**INSTRUCTION:** Reproduce the rows below from the line containing "Annotation task: tag one point per instance of the red" through the last row, substituting "cable" for "rope" and changing nothing else.

**INPUT MATERIAL:**
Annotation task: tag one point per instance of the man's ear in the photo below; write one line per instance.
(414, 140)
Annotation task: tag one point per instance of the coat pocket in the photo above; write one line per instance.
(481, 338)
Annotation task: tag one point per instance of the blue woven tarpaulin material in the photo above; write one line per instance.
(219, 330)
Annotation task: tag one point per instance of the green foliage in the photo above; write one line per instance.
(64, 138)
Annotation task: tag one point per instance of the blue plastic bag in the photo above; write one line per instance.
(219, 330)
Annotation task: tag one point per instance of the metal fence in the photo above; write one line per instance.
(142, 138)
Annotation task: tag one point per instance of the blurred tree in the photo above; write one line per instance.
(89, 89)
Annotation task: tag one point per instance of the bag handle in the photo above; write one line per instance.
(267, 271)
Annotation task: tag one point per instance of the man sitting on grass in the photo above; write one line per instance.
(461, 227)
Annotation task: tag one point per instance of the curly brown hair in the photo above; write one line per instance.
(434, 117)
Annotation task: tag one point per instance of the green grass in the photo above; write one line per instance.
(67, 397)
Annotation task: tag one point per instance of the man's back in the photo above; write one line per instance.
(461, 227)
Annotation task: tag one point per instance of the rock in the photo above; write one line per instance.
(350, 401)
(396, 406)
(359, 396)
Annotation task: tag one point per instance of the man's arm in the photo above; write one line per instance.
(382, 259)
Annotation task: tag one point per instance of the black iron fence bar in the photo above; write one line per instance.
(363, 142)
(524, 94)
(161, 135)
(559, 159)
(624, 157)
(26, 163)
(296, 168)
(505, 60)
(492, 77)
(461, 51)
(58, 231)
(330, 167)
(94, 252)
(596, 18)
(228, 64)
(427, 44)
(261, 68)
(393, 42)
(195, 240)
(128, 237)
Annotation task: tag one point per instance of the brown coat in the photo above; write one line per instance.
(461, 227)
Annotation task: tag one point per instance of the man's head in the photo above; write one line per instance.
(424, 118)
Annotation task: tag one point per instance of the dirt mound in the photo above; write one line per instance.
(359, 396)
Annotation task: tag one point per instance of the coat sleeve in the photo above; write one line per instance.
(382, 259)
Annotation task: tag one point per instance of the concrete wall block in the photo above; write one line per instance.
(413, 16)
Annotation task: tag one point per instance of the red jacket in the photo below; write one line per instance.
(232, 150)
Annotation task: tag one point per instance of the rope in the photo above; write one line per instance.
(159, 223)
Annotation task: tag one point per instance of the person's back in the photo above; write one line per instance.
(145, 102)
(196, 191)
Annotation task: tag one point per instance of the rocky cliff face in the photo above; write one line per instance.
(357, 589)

**OUTPUT BELOW:**
Annotation task: tag one point per instance of the red jacket in the photo below; write one line per instance.
(232, 150)
Annotation task: tag one point per instance of the cable in the photo above; write one line per instance.
(159, 223)
Annotation task: tag one point per instance of the person's back in the photo above; write one line per instance.
(145, 102)
(196, 191)
Annotation task: tag one point per instance of the rocky cliff face in the photo above; write one line per instance.
(357, 589)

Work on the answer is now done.